Goals —
[A] Print the Kimber Ultra Aegis II thread from "## krunchnik (Nov" up to and including "bought the Pro.".
[B] Proceed with the forum thread on the Kimber Ultra Aegis II, picking up after its final post.

Excerpted passage —
# Kimber Ultra Aegis II



## RugerLuger (Apr 13, 2016)

I have a chance to pick one up for $700. Opinions appreciated.


----------



## krunchnik (Nov 27, 2011)

That's a smoking hot deal if its in good shape-I purchased a Kimber Aegis Pro II for $995.00 and thought it was a deal.Not only does a used one hardly come up for sale but at a good deal to boot.Kimbers retail is in the $1300.00 range and anything on gunbroker is not much cheaper than around $1100.00.I had the Ultra Aegis and stupidly sold it to a friend who promptly had it stolen out of his truck-I was actually ill when he told me about it.The Ultra I owned had never experienced any type of failure-A joy to shoot-I think thats why I bought the Pro.

Entries —
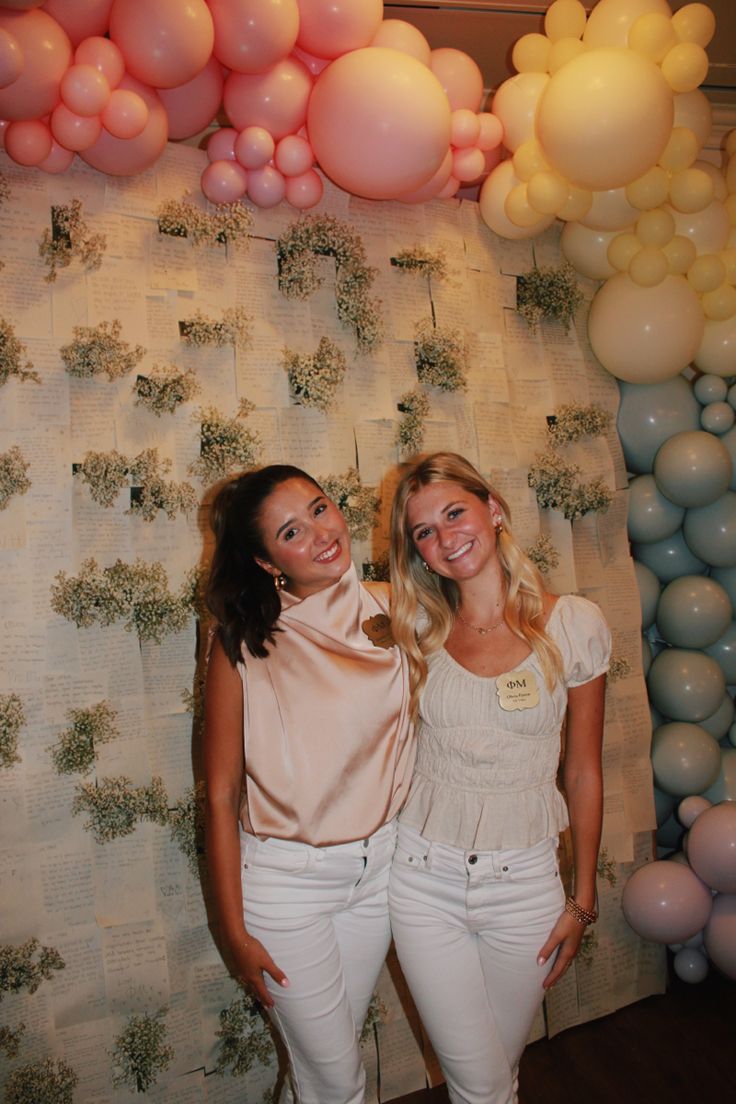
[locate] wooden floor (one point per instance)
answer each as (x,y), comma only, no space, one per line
(679,1048)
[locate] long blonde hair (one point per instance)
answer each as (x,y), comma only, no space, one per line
(413,586)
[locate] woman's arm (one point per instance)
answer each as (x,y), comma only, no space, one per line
(583,781)
(223,772)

In response —
[A]
## krunchnik (Nov 27, 2011)

That's a smoking hot deal if its in good shape-I purchased a Kimber Aegis Pro II for $995.00 and thought it was a deal.Not only does a used one hardly come up for sale but at a good deal to boot.Kimbers retail is in the $1300.00 range and anything on gunbroker is not much cheaper than around $1100.00.I had the Ultra Aegis and stupidly sold it to a friend who promptly had it stolen out of his truck-I was actually ill when he told me about it.The Ultra I owned had never experienced any type of failure-A joy to shoot-I think thats why I bought the Pro.

[B]
----------



## RugerLuger (Apr 13, 2016)

Thanks. I was checking gunbroker, seller says it's like new. Going to look tomorrow. If I buy pics will be posted


----------



## RugerLuger (Apr 13, 2016)

RugerLuger said:


> Thanks. I was checking gunbroker, seller says it's like new. Going to look tomorrow. If I buy pics will be posted


bought it, like new. Put pics in Kimber photo thread.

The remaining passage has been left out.